━━ Textauszug ━━

Lammert wiederum nannte die Gewissensfreiheit eine "vergleichsweise preiswerte Fahne, die man vor sich her schwenkt, um nicht nur für das Recht auf eine eigene Meinung einzutreten, sondern auch um die eigene Meinung für die einzig richtige zu erklären". Am Rande der Debatte verwies Gundlach auch darauf, wie das Gewissen zuweilen in kirchlichen Debatten benutzt werde: "Hat unsere protestantische Kirche nicht viel zu viele mittelkleine Luthers, die dazu führen, dass wir eine kaum steuerbare Kirche sind, weil jeder glaubt: Hier stehe ich und kann nicht anders?"
Fähigkeit sich selbst zu relativieren
Anders als vor 500 Jahren werde Gott selbst heute oft infrage gestellt. Aber wo Gott sei, hielten die Menschen sich nicht selbst dafür, erklärte Gundlach. Lammert sprach von der Fähigkeit, sich selbst relativieren zu können.

━━━
━━ Bereitgestellte Einträge ━━

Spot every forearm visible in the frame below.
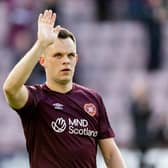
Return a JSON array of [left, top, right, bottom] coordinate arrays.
[[4, 42, 44, 93]]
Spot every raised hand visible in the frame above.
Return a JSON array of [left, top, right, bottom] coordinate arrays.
[[37, 10, 59, 47]]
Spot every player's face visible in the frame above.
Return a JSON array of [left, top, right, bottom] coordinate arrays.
[[44, 38, 78, 84]]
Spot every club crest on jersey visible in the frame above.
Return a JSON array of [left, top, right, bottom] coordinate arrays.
[[84, 103, 96, 117]]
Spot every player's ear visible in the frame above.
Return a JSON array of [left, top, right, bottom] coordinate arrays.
[[39, 55, 45, 67]]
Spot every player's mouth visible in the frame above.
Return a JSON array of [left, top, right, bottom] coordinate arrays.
[[61, 68, 71, 72]]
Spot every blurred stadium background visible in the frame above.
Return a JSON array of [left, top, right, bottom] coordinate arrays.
[[0, 0, 168, 168]]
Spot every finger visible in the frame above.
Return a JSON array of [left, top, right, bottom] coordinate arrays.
[[54, 25, 61, 33], [50, 13, 56, 27], [38, 13, 43, 22]]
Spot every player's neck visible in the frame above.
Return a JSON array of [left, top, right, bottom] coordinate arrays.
[[46, 81, 73, 93]]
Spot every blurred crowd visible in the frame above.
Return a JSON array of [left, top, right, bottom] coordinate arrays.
[[0, 0, 168, 167]]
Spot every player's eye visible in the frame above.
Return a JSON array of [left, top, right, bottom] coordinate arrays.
[[53, 53, 63, 59], [68, 53, 75, 58]]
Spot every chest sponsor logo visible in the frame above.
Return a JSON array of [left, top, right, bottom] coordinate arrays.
[[51, 118, 66, 133], [53, 103, 64, 110], [84, 103, 97, 117], [51, 117, 98, 137]]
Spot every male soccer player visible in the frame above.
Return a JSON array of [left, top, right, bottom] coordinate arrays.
[[3, 10, 126, 168]]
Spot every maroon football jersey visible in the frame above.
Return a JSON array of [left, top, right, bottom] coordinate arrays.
[[13, 84, 114, 168]]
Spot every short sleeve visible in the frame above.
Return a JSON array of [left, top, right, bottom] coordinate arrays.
[[98, 97, 115, 139], [14, 86, 37, 119]]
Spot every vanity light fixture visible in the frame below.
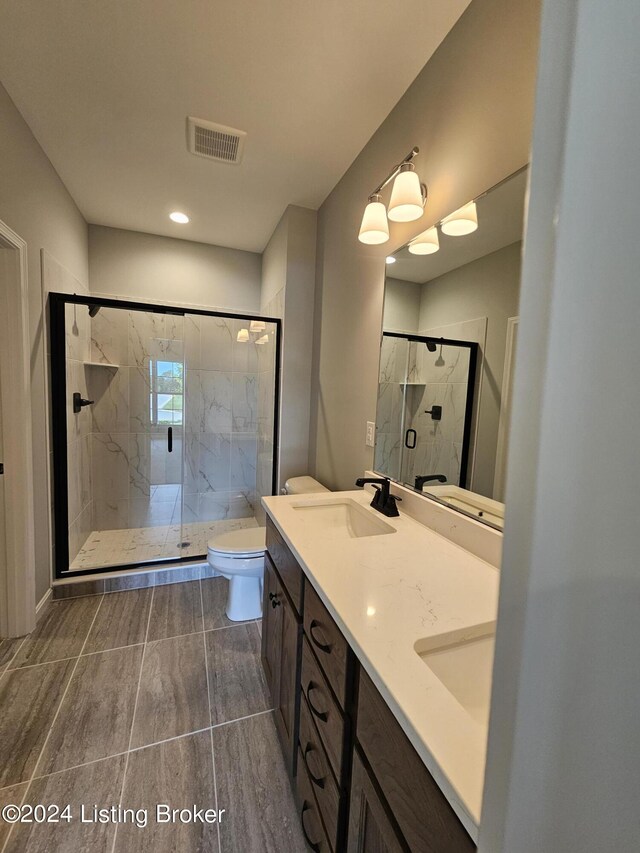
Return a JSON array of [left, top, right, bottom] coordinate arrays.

━━━

# Aufgaben
1. Kopiere aus dem Auszug zur Gewissensfreiheit wortgetreu den Abschnitt zwischen „Lammert wiederum nannte“ und „relativieren zu können.“, beide eingeschlossen.
2. Was wird laut dem Auszug zur Gewissensfreiheit heute anders als vor 500 Jahren oft infrage gestellt?
3. Führe den Auszug zur Gewissensfreiheit im Anschluss an seinen letzten Satz weiter.
Die Einträge spielen hierfür keine Rolle.

# Lösungen
1.
Lammert wiederum nannte die Gewissensfreiheit eine "vergleichsweise preiswerte Fahne, die man vor sich her schwenkt, um nicht nur für das Recht auf eine eigene Meinung einzutreten, sondern auch um die eigene Meinung für die einzig richtige zu erklären". Am Rande der Debatte verwies Gundlach auch darauf, wie das Gewissen zuweilen in kirchlichen Debatten benutzt werde: "Hat unsere protestantische Kirche nicht viel zu viele mittelkleine Luthers, die dazu führen, dass wir eine kaum steuerbare Kirche sind, weil jeder glaubt: Hier stehe ich und kann nicht anders?"
Fähigkeit sich selbst zu relativieren
Anders als vor 500 Jahren werde Gott selbst heute oft infrage gestellt. Aber wo Gott sei, hielten die Menschen sich nicht selbst dafür, erklärte Gundlach. Lammert sprach von der Fähigkeit, sich selbst relativieren zu können.

2. Gott selbst.

3.
Von den Erfurter Protestanten wird der dreitägige Aufenthalt und die Predigt Luthers am 7. April 1521 als die Geburtsstunde ihrer Kirche angesehen. Eine Projekt- und Veranstaltungsreihe "500 Jahre Evangelisch in Erfurt", für die das "Augustinergespräch" mit Lammert und Gundlach den Auftakt bildete, soll in den kommenden zehn Jahren an die historischen Höhepunkte der Reformation in der heutigen Thüringer Landeshauptstadt erinnern.